■ **RECORDS FOR THE TASK**:
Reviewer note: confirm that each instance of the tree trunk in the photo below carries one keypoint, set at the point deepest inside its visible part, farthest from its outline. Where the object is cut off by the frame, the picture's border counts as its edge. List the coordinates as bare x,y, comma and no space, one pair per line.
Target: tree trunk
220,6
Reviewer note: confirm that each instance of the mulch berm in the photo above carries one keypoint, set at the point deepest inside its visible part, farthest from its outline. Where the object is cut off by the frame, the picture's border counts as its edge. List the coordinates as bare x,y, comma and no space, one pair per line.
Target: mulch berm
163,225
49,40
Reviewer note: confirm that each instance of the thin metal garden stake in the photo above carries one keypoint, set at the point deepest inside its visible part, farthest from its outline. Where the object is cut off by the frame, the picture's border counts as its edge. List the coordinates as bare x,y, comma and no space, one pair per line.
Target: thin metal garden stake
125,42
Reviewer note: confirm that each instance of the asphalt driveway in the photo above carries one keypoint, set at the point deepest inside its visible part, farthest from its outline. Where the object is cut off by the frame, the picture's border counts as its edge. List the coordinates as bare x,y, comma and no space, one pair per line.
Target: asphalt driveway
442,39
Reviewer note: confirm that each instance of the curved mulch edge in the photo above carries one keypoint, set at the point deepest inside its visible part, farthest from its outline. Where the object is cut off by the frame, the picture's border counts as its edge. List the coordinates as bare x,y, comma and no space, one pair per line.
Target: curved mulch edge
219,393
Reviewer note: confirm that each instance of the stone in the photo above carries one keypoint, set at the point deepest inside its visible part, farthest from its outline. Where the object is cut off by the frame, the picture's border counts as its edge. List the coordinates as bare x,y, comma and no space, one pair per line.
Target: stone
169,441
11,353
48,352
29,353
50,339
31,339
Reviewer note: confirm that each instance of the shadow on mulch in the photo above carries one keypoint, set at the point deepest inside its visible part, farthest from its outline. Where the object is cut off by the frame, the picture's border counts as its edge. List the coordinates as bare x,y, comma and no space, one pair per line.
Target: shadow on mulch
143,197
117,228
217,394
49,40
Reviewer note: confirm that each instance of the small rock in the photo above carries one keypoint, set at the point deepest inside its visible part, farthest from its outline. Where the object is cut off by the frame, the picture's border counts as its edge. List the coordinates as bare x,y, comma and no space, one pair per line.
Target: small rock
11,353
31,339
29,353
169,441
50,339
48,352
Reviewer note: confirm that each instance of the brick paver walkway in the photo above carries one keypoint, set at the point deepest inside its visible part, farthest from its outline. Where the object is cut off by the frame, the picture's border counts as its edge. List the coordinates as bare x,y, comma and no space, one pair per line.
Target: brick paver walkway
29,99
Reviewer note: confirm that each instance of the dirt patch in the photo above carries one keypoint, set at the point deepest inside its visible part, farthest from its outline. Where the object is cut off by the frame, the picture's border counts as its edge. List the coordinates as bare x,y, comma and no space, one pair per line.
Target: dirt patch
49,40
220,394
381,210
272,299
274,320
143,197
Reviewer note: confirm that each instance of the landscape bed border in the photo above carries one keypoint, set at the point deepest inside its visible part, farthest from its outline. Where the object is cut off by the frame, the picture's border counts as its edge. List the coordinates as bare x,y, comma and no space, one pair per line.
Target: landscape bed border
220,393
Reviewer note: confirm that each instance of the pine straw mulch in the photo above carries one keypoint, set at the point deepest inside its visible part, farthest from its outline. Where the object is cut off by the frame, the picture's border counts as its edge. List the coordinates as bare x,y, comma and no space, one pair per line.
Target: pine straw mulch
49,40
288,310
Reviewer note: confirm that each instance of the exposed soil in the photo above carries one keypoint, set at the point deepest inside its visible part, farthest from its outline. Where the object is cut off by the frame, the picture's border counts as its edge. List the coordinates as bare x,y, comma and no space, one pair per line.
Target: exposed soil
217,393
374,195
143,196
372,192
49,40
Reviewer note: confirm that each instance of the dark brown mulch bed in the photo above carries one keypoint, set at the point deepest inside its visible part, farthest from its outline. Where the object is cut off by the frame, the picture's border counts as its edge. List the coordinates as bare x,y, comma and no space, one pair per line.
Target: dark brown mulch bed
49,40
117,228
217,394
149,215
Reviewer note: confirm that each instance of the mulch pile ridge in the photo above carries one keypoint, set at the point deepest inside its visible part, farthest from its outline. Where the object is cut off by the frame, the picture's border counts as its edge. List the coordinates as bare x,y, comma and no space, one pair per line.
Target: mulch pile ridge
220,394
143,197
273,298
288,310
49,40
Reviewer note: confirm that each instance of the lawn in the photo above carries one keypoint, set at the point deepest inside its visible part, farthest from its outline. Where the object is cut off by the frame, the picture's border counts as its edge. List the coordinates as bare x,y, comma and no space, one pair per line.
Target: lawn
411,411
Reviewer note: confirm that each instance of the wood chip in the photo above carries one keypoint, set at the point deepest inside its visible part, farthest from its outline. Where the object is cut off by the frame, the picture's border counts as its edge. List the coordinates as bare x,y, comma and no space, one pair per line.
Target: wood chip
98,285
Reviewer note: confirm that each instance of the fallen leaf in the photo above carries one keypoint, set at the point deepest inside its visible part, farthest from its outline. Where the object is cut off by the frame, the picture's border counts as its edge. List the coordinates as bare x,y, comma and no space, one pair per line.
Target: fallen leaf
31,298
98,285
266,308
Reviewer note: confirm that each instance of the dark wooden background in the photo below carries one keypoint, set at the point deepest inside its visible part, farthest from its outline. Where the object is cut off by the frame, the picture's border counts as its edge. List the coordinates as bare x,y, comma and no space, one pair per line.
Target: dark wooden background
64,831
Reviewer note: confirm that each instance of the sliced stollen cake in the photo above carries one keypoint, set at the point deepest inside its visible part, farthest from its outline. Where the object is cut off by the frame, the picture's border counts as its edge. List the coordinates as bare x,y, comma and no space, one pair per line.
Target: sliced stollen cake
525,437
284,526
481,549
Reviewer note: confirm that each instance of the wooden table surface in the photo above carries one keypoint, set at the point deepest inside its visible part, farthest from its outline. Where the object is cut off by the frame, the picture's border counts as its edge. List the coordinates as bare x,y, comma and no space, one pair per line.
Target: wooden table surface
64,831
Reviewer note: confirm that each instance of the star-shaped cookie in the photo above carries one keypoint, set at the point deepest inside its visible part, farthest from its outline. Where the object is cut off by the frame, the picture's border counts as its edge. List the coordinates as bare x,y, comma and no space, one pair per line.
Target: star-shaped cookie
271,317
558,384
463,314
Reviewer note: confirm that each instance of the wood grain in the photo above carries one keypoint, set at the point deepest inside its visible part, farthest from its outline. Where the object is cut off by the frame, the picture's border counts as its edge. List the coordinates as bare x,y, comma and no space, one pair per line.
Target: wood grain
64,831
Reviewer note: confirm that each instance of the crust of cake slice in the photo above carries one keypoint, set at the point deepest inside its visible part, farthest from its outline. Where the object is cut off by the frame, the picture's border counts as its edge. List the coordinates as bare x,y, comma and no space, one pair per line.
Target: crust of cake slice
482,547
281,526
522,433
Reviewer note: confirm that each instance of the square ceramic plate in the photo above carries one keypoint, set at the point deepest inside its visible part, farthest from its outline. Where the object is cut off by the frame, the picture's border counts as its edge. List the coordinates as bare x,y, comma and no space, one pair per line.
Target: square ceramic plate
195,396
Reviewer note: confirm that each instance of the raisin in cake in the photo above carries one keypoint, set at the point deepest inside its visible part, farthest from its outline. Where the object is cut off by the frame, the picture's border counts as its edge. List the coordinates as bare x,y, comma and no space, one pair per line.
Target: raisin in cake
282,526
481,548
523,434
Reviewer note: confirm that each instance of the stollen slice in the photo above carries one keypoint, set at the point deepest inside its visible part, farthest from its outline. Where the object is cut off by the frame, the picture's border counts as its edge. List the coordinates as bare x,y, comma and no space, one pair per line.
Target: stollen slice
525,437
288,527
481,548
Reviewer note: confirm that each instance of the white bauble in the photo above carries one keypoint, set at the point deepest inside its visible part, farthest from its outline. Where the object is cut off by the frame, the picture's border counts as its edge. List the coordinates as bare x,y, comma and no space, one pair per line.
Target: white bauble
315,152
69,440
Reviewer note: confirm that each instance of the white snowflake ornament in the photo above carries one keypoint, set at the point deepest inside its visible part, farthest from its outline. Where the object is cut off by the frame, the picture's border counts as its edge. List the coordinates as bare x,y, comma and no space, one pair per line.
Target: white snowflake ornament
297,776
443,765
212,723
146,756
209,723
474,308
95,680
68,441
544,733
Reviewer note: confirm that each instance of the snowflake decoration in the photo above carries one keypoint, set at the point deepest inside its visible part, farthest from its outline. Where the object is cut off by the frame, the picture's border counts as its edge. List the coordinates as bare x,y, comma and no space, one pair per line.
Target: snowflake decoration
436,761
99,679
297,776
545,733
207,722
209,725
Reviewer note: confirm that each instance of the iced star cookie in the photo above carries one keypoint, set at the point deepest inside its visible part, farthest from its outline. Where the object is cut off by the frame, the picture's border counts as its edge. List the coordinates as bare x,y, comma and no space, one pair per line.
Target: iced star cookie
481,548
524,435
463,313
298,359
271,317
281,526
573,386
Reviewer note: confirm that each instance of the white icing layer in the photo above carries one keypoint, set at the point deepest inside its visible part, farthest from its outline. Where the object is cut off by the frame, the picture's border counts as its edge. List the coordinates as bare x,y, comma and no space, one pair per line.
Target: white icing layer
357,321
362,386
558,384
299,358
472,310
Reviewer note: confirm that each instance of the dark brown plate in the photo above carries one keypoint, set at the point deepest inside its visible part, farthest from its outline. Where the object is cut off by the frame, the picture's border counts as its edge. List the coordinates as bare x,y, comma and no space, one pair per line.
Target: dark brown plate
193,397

■ **THE TASK**: Count up the lines in the material above that contain the string "below", then state that figure alone.

■ **ANSWER TO THIS TASK**: 2